Task prompt.
Please retype the line that contains "Category: yellow candied fruit piece" and all lines that follow it to the end of the entries below, exactly as they stand, with nothing added.

Content starts

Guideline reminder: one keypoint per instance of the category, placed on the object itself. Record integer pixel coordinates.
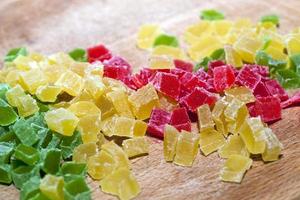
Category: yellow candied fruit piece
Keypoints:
(242, 93)
(273, 146)
(94, 85)
(234, 168)
(219, 118)
(146, 35)
(252, 133)
(247, 46)
(232, 57)
(210, 141)
(83, 108)
(172, 52)
(233, 146)
(170, 141)
(62, 121)
(48, 93)
(136, 146)
(120, 101)
(161, 62)
(121, 183)
(89, 127)
(205, 118)
(52, 187)
(101, 165)
(205, 46)
(118, 154)
(143, 101)
(186, 148)
(27, 106)
(32, 79)
(70, 82)
(82, 152)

Content ends

Your solution.
Category: yellow candied fruit piece
Keypoints:
(242, 93)
(273, 146)
(94, 85)
(234, 168)
(219, 118)
(146, 35)
(252, 133)
(247, 46)
(232, 57)
(210, 141)
(83, 108)
(172, 52)
(233, 146)
(170, 141)
(62, 121)
(48, 93)
(136, 146)
(120, 101)
(161, 62)
(121, 183)
(89, 127)
(205, 118)
(52, 187)
(101, 165)
(205, 46)
(118, 154)
(143, 101)
(186, 148)
(27, 106)
(32, 79)
(70, 82)
(82, 152)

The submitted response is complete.